## [Data for review]
== Segment start ==

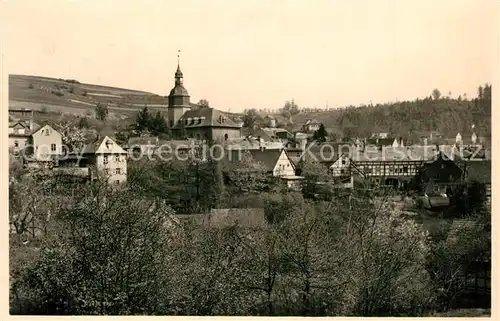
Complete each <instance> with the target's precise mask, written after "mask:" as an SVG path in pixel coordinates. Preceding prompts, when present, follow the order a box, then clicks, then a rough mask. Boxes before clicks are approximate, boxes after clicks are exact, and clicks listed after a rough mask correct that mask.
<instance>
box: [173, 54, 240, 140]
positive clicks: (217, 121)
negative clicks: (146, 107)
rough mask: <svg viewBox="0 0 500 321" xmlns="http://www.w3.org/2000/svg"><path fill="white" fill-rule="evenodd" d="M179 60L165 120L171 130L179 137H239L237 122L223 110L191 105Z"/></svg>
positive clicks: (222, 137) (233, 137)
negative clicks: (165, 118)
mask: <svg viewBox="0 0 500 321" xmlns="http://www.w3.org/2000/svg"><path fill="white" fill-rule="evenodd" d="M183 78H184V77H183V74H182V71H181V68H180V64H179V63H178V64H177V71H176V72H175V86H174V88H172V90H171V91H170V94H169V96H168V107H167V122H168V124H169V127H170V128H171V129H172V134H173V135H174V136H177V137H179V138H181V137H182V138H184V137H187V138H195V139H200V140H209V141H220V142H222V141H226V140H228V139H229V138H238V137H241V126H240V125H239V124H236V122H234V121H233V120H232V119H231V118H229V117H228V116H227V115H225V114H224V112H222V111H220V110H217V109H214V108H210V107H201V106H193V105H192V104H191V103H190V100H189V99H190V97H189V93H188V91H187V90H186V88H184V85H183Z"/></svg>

== Segment end ==
== Segment start ==

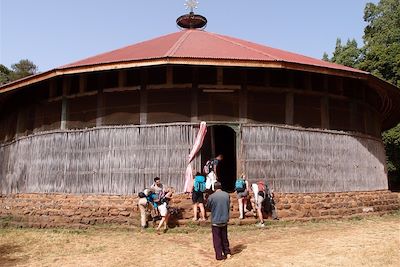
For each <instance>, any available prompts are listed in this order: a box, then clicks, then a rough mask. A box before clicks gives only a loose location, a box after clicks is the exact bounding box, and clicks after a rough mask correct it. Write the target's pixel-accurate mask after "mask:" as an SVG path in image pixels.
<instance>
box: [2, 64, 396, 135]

== Segment end ==
== Segment start ==

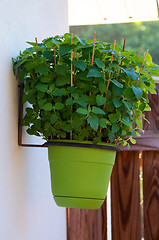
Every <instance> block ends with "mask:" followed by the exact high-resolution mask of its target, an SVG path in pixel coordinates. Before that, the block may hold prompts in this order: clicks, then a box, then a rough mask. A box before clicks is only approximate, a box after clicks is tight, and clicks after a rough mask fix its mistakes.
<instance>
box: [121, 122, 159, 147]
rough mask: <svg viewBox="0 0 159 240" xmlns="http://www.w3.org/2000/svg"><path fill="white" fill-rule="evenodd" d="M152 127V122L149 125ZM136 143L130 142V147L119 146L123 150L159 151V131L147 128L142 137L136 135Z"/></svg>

== Segment end ==

## [Problem to solve]
Copy the rows starting with the line containing "For each <instance>, any" and going on through the line containing "box: [2, 64, 396, 135]", changing every "prompts" to "cues" and leaving everything else unchanged.

## [Reply to the task]
For each <instance>, any available cues are listed in this order: a box, then clicks, then a rough mask. A box before clicks gives only a loose location, a box after clicks is the exact bounding box, and clicks after a rough mask correct it. Write the target's pixel-accurate mask after "mask:" as an SVG path in image pixels.
<instance>
box: [2, 64, 396, 135]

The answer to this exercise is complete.